Instructions for the task: Count the lines in the records that contain the word "person", and give only that number.

begin Given entries

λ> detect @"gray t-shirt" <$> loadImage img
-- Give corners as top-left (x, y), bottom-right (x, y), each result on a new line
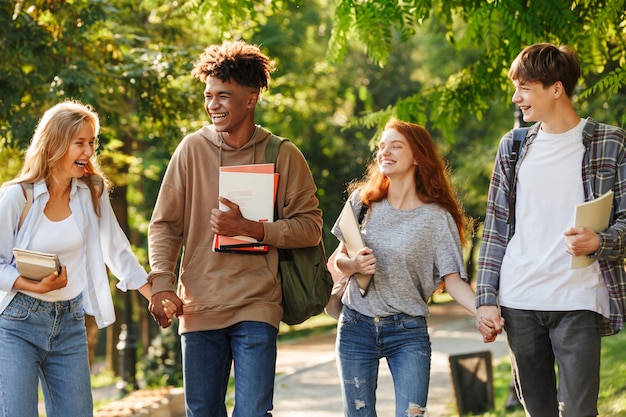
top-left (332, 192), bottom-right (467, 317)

end Given entries
begin Given entries

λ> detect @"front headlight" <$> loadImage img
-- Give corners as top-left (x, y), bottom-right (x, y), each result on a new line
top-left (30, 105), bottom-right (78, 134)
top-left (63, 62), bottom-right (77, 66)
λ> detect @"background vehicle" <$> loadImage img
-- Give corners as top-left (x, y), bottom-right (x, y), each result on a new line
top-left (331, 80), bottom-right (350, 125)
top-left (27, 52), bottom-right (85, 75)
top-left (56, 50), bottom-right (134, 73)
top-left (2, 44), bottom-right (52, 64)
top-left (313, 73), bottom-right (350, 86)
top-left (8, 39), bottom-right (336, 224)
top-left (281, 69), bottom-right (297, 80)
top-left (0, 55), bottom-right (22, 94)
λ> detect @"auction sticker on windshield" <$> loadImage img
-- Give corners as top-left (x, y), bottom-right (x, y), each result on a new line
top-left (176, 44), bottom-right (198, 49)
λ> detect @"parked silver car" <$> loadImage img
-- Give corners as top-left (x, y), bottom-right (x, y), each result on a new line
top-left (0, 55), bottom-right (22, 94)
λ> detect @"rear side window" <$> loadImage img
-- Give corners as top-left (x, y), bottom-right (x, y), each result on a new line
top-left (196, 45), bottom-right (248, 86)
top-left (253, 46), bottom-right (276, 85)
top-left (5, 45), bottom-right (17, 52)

end Given entries
begin Given entries

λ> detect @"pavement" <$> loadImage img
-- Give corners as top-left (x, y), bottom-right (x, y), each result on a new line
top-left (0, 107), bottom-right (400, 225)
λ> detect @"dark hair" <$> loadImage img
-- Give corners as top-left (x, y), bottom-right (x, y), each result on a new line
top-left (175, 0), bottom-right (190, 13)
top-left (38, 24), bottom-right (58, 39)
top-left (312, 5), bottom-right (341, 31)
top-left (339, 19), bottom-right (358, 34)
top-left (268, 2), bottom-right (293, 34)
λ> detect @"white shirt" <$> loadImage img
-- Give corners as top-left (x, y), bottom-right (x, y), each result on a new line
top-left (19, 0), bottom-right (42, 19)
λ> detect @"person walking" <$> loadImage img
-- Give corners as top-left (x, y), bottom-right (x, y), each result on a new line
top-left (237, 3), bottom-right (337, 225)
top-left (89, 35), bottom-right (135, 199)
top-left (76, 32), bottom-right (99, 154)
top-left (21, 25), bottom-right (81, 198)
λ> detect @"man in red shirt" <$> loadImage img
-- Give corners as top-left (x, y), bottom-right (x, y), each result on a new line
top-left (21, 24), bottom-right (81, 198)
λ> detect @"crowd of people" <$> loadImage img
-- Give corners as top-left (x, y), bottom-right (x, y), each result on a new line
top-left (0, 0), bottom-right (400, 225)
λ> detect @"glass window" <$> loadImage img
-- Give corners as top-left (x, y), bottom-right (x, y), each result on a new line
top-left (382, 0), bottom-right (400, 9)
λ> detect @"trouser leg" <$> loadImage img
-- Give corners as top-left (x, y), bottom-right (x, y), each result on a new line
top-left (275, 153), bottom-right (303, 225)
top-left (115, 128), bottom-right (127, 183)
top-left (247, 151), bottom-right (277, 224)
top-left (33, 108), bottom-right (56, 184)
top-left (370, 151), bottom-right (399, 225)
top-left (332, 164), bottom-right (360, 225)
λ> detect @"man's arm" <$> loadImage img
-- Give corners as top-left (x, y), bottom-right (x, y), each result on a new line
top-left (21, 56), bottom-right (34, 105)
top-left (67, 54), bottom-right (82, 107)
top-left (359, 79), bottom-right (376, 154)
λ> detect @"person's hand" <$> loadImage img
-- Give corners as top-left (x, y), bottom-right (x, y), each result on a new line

end Given entries

Completed task: 2